> _What is required_:
Convert every line of the entries below into a numbered list, skipping blank lines. Leave the pictures out of your answer.

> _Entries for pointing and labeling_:

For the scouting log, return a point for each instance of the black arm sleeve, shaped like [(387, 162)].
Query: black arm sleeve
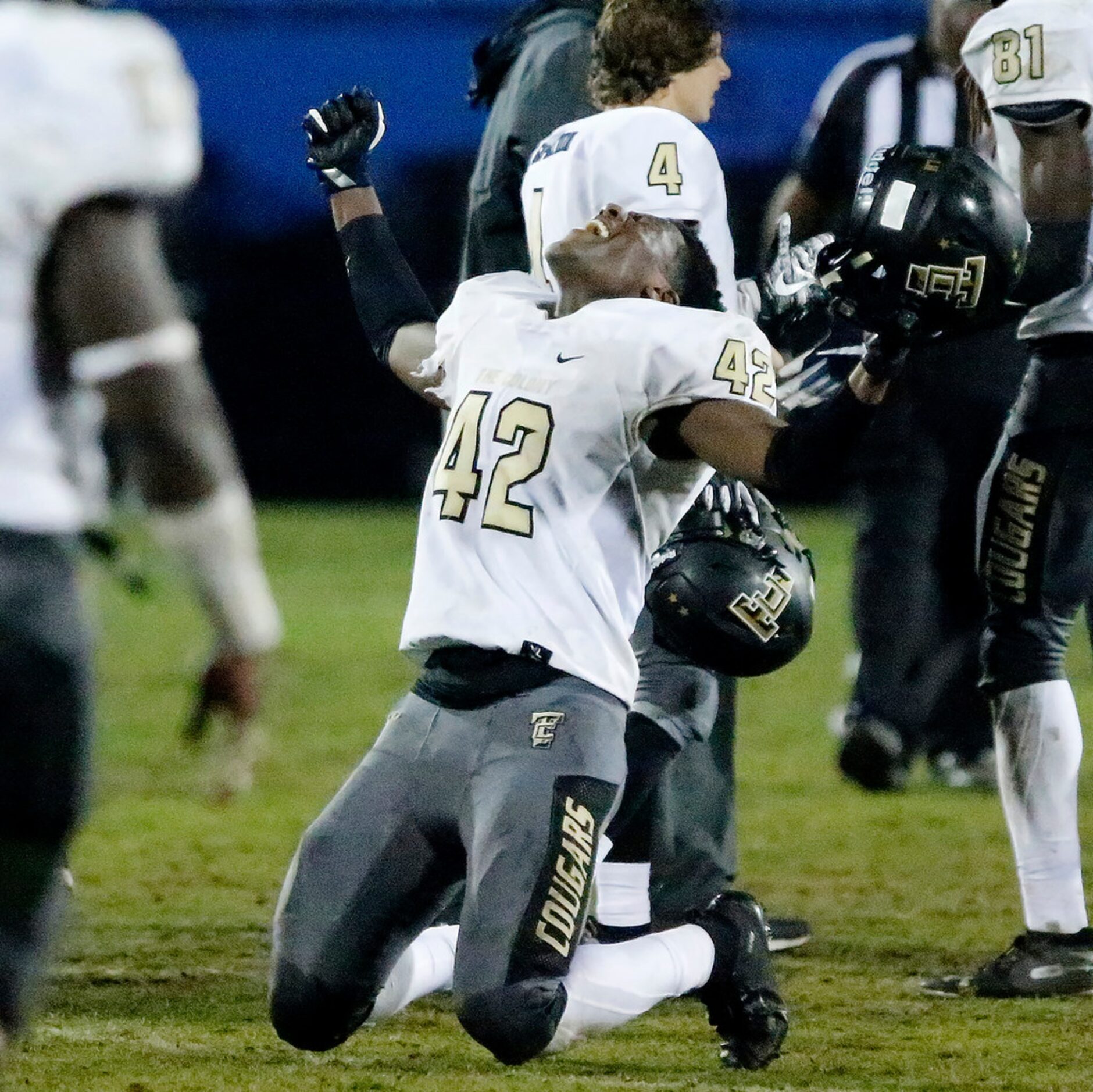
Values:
[(827, 155), (1056, 262), (385, 291), (817, 444)]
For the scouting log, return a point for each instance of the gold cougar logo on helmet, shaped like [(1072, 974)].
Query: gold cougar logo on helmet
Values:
[(962, 283)]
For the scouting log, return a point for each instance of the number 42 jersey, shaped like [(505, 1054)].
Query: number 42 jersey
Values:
[(545, 503)]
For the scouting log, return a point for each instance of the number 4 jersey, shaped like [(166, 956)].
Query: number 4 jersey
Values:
[(544, 504), (645, 159)]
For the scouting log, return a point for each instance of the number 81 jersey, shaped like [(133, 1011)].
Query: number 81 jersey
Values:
[(545, 504), (1029, 52)]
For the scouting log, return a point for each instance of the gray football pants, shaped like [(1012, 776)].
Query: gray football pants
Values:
[(694, 843), (513, 797)]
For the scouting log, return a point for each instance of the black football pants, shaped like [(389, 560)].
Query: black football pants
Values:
[(917, 604), (1037, 519)]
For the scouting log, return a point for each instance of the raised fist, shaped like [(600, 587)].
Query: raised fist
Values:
[(340, 135)]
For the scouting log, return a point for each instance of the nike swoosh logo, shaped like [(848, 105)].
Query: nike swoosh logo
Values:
[(790, 290)]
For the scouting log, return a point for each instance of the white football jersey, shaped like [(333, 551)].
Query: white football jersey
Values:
[(94, 103), (545, 504), (645, 159), (1031, 52)]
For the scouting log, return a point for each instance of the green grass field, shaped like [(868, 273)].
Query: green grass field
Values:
[(160, 985)]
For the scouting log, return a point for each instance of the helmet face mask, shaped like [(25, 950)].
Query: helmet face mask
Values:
[(733, 596), (936, 244)]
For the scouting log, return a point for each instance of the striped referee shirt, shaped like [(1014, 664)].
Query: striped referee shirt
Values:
[(881, 94)]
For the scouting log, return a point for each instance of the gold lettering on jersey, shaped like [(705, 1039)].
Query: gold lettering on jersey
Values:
[(962, 283), (535, 384), (761, 611), (1006, 568), (544, 726), (561, 915)]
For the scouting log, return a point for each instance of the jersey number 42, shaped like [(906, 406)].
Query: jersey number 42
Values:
[(457, 477)]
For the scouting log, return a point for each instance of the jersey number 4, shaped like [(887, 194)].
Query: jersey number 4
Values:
[(665, 170), (524, 424)]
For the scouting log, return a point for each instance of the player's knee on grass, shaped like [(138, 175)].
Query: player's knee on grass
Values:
[(312, 1016), (43, 747), (516, 1022)]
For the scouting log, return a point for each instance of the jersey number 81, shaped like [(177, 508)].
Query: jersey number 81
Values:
[(457, 477)]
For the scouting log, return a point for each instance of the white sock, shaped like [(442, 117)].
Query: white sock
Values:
[(424, 968), (1038, 745), (610, 984), (622, 893)]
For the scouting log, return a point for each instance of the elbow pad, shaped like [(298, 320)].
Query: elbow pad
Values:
[(818, 443), (386, 294), (1056, 262)]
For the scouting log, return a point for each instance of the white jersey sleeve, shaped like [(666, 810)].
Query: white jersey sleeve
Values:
[(644, 159), (1031, 52), (94, 103), (477, 300)]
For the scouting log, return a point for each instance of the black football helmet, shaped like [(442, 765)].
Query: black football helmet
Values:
[(733, 590), (936, 244)]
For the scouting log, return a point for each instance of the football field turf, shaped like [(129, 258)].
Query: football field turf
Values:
[(161, 982)]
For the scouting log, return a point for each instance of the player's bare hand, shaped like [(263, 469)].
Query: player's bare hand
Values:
[(230, 687), (340, 135), (795, 311)]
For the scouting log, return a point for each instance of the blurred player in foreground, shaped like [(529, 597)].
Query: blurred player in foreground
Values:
[(505, 762), (1033, 63), (100, 115), (533, 76)]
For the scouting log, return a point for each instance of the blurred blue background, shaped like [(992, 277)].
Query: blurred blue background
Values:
[(313, 415)]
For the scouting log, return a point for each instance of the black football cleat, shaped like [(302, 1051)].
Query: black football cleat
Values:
[(741, 995), (873, 754), (1037, 964), (786, 933)]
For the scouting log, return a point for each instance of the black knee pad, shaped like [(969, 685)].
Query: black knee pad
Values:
[(514, 1022), (1020, 650), (44, 727), (310, 1016)]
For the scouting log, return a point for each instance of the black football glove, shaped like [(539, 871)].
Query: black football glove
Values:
[(340, 135), (724, 503), (795, 309)]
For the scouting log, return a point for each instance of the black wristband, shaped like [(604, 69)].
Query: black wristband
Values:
[(1056, 262), (817, 444), (385, 291)]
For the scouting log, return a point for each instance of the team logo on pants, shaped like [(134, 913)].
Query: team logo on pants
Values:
[(1016, 495), (544, 726), (962, 283), (761, 611)]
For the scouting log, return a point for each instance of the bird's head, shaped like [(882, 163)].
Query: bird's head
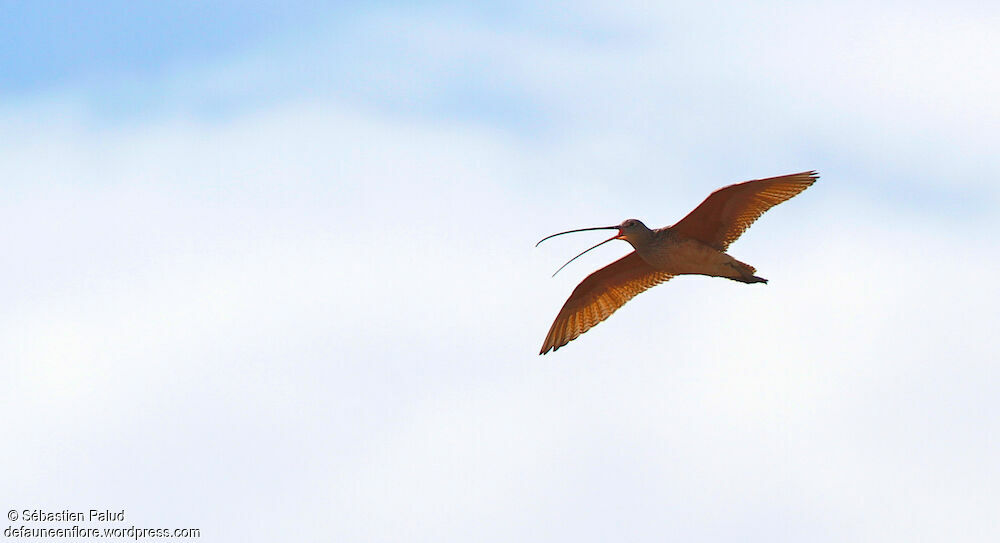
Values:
[(632, 231)]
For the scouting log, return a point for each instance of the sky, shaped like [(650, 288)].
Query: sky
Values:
[(269, 269)]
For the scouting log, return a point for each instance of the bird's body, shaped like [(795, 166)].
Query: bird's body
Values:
[(674, 253), (696, 245)]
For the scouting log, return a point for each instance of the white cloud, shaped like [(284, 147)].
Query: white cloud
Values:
[(325, 318)]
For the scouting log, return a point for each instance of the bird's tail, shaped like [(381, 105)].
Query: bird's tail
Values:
[(747, 272)]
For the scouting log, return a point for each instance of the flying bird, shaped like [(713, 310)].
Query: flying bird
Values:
[(695, 245)]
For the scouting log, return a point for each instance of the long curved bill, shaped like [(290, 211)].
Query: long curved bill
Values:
[(587, 251), (577, 230)]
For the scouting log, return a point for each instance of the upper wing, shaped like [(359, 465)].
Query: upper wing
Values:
[(599, 295), (729, 211)]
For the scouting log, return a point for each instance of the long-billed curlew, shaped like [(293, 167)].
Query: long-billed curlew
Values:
[(695, 245)]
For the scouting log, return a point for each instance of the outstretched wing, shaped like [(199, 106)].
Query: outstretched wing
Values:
[(600, 295), (729, 211)]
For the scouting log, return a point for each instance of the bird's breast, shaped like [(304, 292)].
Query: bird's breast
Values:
[(677, 255)]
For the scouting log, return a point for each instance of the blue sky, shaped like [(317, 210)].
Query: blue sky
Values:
[(270, 270)]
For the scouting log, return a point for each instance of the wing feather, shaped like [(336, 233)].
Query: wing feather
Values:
[(729, 211), (600, 295)]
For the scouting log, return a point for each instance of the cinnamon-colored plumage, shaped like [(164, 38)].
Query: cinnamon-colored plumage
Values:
[(695, 245)]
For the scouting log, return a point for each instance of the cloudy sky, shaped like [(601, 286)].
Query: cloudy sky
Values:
[(269, 271)]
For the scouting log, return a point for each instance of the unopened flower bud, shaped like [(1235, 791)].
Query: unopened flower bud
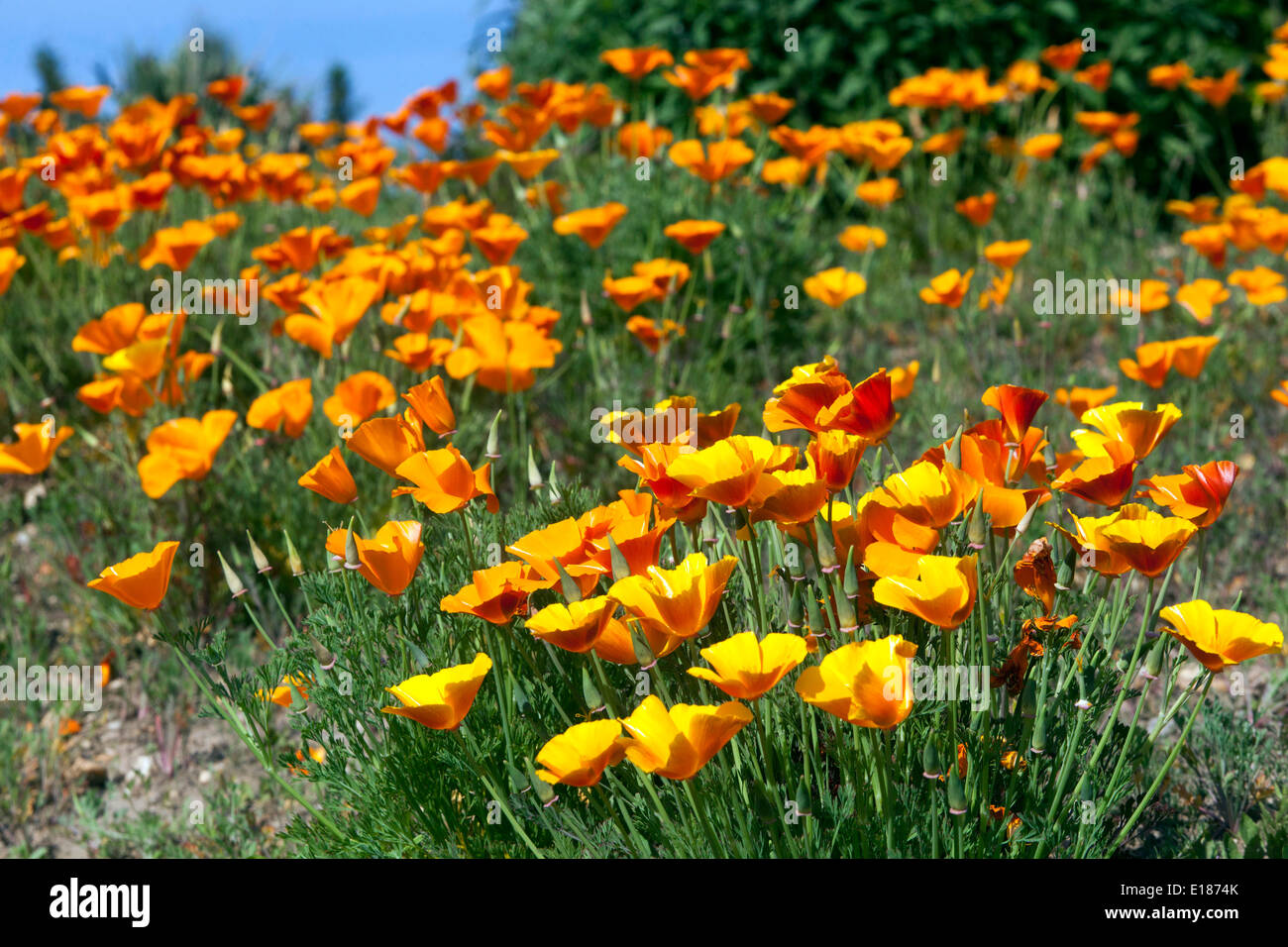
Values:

> _Expected answer_:
1. For the scouting log, return a point for each instance of the black arm sleeve, shaped like [(387, 162)].
2. Query: black arm sleeve
3. Values:
4. [(827, 155), (1056, 262), (385, 291), (817, 444)]
5. For the scouting log, return a point for each instance of the gold cougar logo on helmet, shaped like [(1072, 974)].
6. Query: gold cougar logo on helmet
7. Values:
8. [(962, 283)]
9. For the scouting log, return a point for each instance of the number 42 jersey, shaped like [(505, 1054)].
10. Query: number 42 jersey
11. Values:
12. [(545, 503)]
13. For the scouting log, return a point for each instance of the number 4 jersey, shaped like [(166, 956)].
14. Query: number 4 jersey
15. Values:
16. [(544, 504), (645, 159)]
17. For the scouting log, return a point for each instance of the number 81 jersey, shaped like [(133, 1011)].
18. Query: number 81 jersey
19. Values:
20. [(545, 504), (1029, 52)]
21. For the scouting log, return a point for each instance of the gray football pants, shaped like [(1012, 776)].
22. Query: gray football pants
23. Values:
24. [(694, 843), (513, 797)]
25. For the scouting log, return a point for each instance of the black football pants, shaped like [(389, 560)].
26. Query: black football pants
27. Values:
28. [(917, 604), (1037, 519)]
29. For the scouting log, return a point for each instance of the raised fist, shaped like [(600, 587)].
30. Query: raised fist
31. Values:
32. [(340, 135)]
33. For the scouting log, return a point for each instance of the nike swoosh logo, shaped like [(848, 105)].
34. Query: nike swoosh logo
35. Values:
36. [(790, 290)]
37. For the scouting log, return a point for each instance of the white football jersey, shaped like [(333, 551)].
38. Query: white football jersey
39. Values:
40. [(94, 103), (545, 504), (645, 159), (1031, 52)]
41. For the scouting log, return a point for each instance of the green grass field, shaped like [(868, 273)].
42. Query: green grass field
43. Values:
44. [(160, 985)]
45. For the scouting log, return a point for each instance of the helmet face mask, shaped like [(25, 950)].
46. Query: helmet face mask
47. Values:
48. [(733, 596), (936, 244)]
49. For the scouting log, return a point for each instance of the striped referee shirt, shaped like [(1014, 664)].
50. Query: striped referee shirt
51. Values:
52. [(881, 94)]
53. For the scouting log, return a point for each instance of the gold lettering on jersey, shaped like [(705, 1039)].
54. Query: gold lettering on jersey
55. Values:
56. [(962, 283), (535, 384), (761, 611), (1006, 568), (544, 726), (561, 915)]
57. For the scouting log, return a point for each instance of the jersey number 42, shaped like [(906, 406)].
58. Query: jersey number 42
59. Values:
60. [(457, 477)]
61. For the scouting log, return a point for each instance of the jersey number 4, shaped like [(887, 194)].
62. Query: jersey number 4
63. Values:
64. [(665, 170), (524, 424)]
65. For the scouting log, return a point for each instance of the player's knee on grass, shaped like [(138, 175)].
66. Query: player's knee on grass
67. Values:
68. [(312, 1016), (43, 747), (516, 1022)]
69. For the scouting log, return a point for each instance of the jersey number 81, shaped like [(177, 508)].
70. Query: jersey number 81
71. Values:
72. [(457, 477)]
73. For the scouting log, return a point for each instance of the white sock, shaped like [(442, 117)].
74. Query: white sock
75. Values:
76. [(424, 968), (1038, 745), (610, 984), (622, 893)]
77. For the scouting log, return a point for each instance of the elbow pad, shaped like [(298, 320)].
78. Query: elbow pad
79. Values:
80. [(818, 443), (386, 294), (1056, 262)]
81. For the scouting log, return a point for each instance of the white jersey sleeve, shaped like [(666, 810)].
82. Query: white jersey sleeve
83. Values:
84. [(644, 159), (1031, 52), (94, 103), (477, 300)]
85. For the scouting log, return a point for each instance of the black football helmet, shaped like [(442, 765)].
86. Query: black football helmet
87. Values:
88. [(733, 590), (936, 244)]
89. For the scouting log, return a point for each instance of the football field turf, shaped like [(129, 258)].
90. Query: football field turf
91. Values:
92. [(161, 982)]
93. For the scouting log, return a point for each instance of the player's bare hand, shaped like [(263, 469)].
94. Query: player's bare hand
95. Values:
96. [(230, 687), (340, 135), (795, 311)]
97. For the scouting log, return a point for each instance of the blurred player in foreground, shaped like [(529, 597)].
98. Query: blurred player in foreground
99. Values:
100. [(505, 762), (1033, 63), (100, 115), (533, 76)]
101. For the scouting log, return a point for each instance of the blurred blue background, shaped like [(992, 277)].
102. Query: blurred blue background
103. Values:
104. [(313, 415)]
105. For the scouting log, return a point for each instance of the black football cleat, shaped like [(302, 1051)].
106. Query: black football cleat
107. Values:
108. [(741, 995), (873, 754), (1037, 964), (786, 933)]
109. For the scouting log, return a point for each instance of the black knee pad, shaped like [(969, 685)].
110. Query: black knee pad
111. Values:
112. [(514, 1022), (1020, 650), (44, 727), (310, 1016)]
113. For the scouting log, return a point for each instance of the black football glove, shaped like [(539, 871)].
114. Query: black football glove
115. Values:
116. [(340, 135), (724, 503), (795, 309)]
117. For the scouting log, return a point for each instance of the black wristband, shaped like [(604, 69)].
118. Query: black wristband
119. Values:
120. [(1056, 262), (817, 444), (385, 291)]
121. For the scouting log, return a point for each instance of the team logo on pants, shaped like [(134, 913)].
122. Query: team logo on pants
123. Values:
124. [(1016, 495), (544, 726), (962, 283), (761, 611)]
125. For the scouting log, return a point for each instance of the bird's head, shaped like [(882, 163)].
126. Query: bird's head
127. Values:
128. [(632, 231)]
129. For the scouting log, return a point for each instance of the sky, shaped like [(650, 288)].
130. Query: sky
131. Values:
132. [(269, 269)]
133. For the scouting log, return a point for each instance of the bird's body, shaped like [(795, 166)].
134. Query: bird's body
135. Values:
136. [(674, 253), (696, 245)]
137. For the scouting log, return a point for each instance of the white cloud, shaped like [(284, 147)].
138. Query: white cloud
139. Values:
140. [(325, 318)]
141. For the scouting log, return a point for each instance of the bird's tail, shaped like [(381, 105)].
142. Query: bird's tail
143. Values:
144. [(747, 272)]
145. For the scouting log, return a point for each instance of the flying bird, shaped like [(713, 310)].
146. Query: flying bird
147. Values:
148. [(695, 245)]
149. For the scouting log, return a point for each instance of the long curved bill, shaped like [(290, 211)].
150. Query: long curved bill
151. Values:
152. [(587, 251), (577, 230)]
153. For the scouting log, return a point for each instance of the upper wing, shaped like [(359, 465)].
154. Query: upper wing
155. Values:
156. [(599, 295), (729, 211)]
157. For the scouting log, return a point for each instance of the long-billed curlew, shaped like [(293, 167)].
158. Query: long-billed curlew
159. Values:
160. [(695, 245)]
161. For the scouting log, return a point for each instance of the outstretched wing, shaped like [(199, 106)].
162. Query: outstretched wing
163. Values:
164. [(600, 295), (729, 211)]
165. For the scouting log, return a point for each instance of the bird's breast, shaped like [(304, 292)].
166. Query: bird's breast
167. Values:
168. [(677, 255)]
169. For the scouting log, return a point for each instance of the blue sky, shaped like [(317, 210)].
170. Query: blue sky
171. Values:
172. [(270, 270)]
173. For the scouting log, return a point for each instance of the wing feather, shaped like [(336, 233)].
174. Query: wing feather
175. Values:
176. [(729, 211), (600, 295)]
177. For the scouting log, return a point for each instance of the cinnamon-colored plumage, shaped like [(164, 38)].
178. Query: cinnamon-colored plumage
179. Values:
180. [(695, 245)]
181. For the scouting log, return a point for each instance of the cloudy sky, shaped like [(601, 286)].
182. Query: cloudy sky
183. Values:
184. [(269, 271)]
185. For the scouting log, return a point for each instance of the unopened flower bud, shaped like [(1235, 791)].
186. Query: unopened flower bud
187. Values:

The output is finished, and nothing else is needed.